Do this >>
Please identify every line in the entries below that contains the word "pants", and copy each of those lines. Case counts, so match only that exact capitalization.

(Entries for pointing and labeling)
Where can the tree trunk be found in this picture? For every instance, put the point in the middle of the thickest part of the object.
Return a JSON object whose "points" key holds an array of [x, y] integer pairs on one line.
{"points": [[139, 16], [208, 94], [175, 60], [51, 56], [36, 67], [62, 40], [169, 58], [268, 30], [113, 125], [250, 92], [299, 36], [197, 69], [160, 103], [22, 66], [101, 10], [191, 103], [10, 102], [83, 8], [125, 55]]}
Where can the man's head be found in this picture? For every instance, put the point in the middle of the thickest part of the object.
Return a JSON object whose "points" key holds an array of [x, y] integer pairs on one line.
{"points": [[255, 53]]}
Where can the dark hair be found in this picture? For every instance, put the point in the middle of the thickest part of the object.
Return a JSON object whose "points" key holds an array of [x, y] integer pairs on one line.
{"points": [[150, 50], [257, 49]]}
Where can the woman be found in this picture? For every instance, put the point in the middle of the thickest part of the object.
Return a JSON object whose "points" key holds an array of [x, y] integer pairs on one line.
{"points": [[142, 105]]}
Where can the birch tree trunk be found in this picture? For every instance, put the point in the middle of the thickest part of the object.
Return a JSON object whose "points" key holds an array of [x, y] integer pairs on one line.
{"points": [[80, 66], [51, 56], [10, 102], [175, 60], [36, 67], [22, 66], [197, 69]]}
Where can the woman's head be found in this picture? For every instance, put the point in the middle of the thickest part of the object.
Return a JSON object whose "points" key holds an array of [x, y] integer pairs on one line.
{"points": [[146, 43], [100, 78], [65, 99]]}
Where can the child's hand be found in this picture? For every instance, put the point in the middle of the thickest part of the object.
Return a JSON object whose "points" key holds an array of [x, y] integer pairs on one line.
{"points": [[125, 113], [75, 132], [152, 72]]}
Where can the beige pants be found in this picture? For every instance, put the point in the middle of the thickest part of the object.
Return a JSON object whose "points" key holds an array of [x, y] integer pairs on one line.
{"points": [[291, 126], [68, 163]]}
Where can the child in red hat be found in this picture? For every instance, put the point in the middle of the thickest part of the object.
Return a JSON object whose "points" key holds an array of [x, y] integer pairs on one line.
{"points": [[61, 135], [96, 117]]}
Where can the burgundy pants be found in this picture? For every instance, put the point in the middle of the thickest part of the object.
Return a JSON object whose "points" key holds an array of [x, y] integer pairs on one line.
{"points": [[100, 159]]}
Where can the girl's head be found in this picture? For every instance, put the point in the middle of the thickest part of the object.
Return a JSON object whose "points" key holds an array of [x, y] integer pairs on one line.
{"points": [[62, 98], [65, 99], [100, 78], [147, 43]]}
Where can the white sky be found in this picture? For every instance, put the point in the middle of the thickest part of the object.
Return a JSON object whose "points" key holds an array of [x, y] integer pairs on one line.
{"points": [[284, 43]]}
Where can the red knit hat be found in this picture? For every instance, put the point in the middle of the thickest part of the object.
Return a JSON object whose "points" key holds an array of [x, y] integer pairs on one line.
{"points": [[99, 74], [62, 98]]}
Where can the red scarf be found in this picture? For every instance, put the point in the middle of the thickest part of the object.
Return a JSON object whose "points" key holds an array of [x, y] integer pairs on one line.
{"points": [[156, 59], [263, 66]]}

---

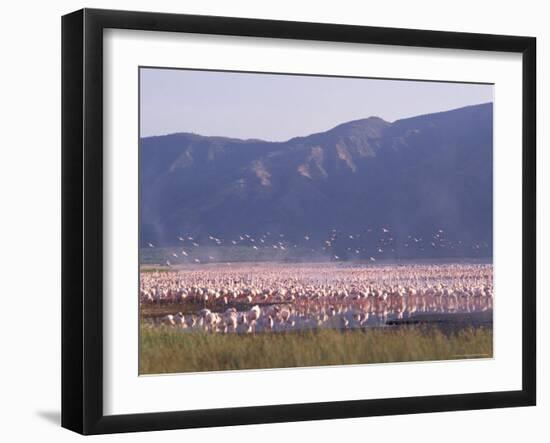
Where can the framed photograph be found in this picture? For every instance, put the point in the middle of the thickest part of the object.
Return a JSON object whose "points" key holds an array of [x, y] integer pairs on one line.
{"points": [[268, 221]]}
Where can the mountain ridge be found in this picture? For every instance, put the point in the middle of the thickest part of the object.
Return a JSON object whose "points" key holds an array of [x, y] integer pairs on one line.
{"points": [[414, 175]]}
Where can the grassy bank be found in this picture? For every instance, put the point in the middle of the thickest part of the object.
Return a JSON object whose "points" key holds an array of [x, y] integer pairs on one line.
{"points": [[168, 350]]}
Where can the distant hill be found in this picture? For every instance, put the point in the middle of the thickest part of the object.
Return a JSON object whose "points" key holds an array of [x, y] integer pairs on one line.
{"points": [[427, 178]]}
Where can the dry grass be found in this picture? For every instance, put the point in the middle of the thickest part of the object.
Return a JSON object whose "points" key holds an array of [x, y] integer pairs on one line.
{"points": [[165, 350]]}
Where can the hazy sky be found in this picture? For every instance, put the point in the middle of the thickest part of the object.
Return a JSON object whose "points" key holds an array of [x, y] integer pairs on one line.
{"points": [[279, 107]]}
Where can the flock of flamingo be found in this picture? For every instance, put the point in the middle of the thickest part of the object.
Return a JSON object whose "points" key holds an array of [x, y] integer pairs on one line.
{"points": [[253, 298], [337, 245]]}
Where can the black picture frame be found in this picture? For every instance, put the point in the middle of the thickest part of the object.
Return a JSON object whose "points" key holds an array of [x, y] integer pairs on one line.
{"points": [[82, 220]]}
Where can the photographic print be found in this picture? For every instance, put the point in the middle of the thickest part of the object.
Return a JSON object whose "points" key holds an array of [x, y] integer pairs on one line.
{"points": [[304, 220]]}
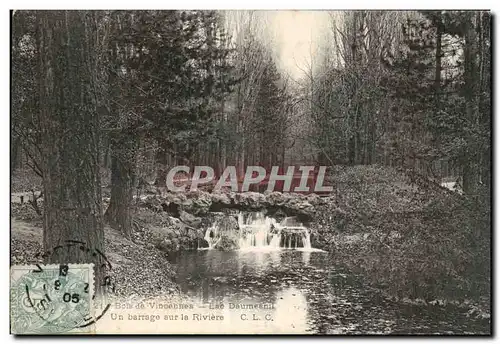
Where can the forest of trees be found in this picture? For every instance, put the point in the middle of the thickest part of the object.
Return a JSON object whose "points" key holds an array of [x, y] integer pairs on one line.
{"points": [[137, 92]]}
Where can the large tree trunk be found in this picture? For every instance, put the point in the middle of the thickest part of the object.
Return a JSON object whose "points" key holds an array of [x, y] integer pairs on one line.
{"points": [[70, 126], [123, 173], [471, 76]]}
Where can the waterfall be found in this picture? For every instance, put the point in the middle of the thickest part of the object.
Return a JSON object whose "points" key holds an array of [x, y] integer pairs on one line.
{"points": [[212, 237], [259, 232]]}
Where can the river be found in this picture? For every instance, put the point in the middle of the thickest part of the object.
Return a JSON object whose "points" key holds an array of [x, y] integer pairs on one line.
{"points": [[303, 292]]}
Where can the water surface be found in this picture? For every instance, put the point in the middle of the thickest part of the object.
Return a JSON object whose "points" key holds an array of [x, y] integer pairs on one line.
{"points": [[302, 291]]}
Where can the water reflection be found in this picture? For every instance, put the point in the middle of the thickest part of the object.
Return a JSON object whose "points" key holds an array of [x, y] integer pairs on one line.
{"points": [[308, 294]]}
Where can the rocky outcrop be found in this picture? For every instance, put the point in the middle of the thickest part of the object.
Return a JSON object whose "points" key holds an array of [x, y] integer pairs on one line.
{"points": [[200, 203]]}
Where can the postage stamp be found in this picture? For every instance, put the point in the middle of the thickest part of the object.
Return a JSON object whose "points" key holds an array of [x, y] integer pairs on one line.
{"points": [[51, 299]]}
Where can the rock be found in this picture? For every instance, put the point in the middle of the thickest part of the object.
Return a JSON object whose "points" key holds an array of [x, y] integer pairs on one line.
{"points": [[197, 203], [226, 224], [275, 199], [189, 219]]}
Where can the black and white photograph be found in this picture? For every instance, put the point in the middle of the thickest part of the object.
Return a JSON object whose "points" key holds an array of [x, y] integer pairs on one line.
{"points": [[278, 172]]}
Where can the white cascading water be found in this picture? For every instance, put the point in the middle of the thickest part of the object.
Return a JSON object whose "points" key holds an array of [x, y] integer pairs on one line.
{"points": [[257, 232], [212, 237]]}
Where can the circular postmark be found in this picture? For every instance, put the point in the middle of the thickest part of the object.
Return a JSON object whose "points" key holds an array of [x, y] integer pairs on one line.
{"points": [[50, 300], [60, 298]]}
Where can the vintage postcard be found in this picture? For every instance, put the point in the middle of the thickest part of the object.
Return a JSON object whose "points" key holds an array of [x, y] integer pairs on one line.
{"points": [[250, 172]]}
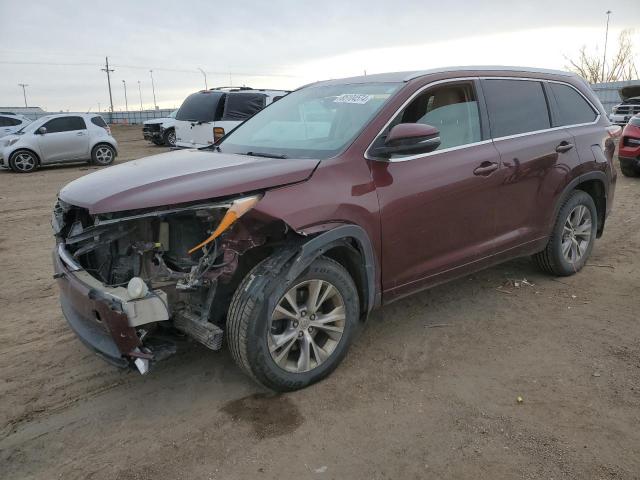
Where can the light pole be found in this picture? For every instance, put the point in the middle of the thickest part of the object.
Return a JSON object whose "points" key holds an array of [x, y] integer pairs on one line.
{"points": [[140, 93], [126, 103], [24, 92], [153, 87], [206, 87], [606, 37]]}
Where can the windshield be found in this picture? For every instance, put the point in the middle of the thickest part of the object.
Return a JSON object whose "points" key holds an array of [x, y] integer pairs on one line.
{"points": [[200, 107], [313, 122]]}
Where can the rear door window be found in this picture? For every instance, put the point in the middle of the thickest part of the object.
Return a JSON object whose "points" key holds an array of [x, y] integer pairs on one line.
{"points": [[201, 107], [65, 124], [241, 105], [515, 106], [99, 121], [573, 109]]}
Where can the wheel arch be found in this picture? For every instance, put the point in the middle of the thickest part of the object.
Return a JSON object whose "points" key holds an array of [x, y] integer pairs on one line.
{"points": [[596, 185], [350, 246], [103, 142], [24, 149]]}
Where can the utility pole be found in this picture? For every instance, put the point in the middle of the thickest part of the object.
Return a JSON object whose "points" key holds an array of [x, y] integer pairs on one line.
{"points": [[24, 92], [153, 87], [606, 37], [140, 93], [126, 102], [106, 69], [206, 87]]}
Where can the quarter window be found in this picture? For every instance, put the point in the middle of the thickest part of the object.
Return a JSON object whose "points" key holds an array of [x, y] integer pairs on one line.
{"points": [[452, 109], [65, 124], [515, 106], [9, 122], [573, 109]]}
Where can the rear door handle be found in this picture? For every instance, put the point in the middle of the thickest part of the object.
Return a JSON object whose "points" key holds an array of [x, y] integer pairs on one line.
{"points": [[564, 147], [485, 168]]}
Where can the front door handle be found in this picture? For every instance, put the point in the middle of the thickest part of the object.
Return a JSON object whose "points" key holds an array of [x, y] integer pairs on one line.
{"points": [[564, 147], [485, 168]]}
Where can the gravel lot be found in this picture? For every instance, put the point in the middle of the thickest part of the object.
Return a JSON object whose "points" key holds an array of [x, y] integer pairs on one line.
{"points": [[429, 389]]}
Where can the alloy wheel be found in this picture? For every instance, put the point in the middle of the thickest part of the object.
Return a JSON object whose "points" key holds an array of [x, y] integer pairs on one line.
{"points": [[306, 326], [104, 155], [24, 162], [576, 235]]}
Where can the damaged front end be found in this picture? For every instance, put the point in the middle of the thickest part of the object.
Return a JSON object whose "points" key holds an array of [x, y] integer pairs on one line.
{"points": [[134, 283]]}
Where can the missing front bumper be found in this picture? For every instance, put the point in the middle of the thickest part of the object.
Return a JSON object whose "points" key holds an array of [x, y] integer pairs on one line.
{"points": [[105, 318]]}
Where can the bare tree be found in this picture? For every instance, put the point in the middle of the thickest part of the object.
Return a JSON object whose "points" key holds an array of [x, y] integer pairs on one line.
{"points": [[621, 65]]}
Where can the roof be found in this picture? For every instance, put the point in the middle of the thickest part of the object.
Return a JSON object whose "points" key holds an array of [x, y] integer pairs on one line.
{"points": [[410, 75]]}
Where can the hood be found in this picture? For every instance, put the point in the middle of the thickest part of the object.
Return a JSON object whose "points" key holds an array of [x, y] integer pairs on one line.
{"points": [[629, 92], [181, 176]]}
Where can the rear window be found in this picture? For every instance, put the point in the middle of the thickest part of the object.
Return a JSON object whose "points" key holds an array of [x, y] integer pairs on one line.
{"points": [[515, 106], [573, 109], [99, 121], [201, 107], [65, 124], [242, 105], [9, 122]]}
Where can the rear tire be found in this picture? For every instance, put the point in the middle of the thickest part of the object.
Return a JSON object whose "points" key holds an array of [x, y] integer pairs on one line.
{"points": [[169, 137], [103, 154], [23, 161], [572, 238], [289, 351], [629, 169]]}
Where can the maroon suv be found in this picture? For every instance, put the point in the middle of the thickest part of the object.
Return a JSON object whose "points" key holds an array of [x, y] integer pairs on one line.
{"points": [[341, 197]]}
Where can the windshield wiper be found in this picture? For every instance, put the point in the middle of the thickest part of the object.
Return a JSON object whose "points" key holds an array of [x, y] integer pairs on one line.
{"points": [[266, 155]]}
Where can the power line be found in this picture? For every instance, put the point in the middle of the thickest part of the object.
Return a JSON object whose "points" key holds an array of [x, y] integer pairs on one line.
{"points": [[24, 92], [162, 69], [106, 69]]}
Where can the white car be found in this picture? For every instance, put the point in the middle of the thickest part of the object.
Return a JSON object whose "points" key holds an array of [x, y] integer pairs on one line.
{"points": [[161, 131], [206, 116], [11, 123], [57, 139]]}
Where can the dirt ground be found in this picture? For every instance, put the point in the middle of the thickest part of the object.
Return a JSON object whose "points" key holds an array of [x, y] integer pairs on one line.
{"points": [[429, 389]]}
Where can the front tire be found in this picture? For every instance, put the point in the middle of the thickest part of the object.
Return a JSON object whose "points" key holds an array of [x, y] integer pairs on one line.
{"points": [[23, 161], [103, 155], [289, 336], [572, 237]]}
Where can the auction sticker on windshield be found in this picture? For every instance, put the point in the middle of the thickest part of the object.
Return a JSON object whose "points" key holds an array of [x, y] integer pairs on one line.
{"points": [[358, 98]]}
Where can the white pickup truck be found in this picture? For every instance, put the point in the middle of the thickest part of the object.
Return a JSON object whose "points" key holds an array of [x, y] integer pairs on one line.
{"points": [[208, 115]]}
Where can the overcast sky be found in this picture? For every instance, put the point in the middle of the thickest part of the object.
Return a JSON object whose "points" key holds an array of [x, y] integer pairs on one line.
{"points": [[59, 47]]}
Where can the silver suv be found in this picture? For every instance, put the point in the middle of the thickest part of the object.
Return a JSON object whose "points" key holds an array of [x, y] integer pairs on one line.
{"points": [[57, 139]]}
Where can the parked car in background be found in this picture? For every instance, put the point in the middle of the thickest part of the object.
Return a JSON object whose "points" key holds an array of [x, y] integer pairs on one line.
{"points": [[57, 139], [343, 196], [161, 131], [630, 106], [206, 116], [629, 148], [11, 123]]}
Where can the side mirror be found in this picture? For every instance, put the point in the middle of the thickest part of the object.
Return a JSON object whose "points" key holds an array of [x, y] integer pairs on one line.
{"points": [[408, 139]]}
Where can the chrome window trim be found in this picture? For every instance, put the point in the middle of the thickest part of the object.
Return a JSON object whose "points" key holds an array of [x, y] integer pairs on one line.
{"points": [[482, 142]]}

Response to this task >>
Where can the beige pants be found in this picture? For every instance, put the point in the middle of the thickest part of the object.
Where can the burgundy pants be found in this picture? For every instance, put the point in the middle of the thickest part of the object.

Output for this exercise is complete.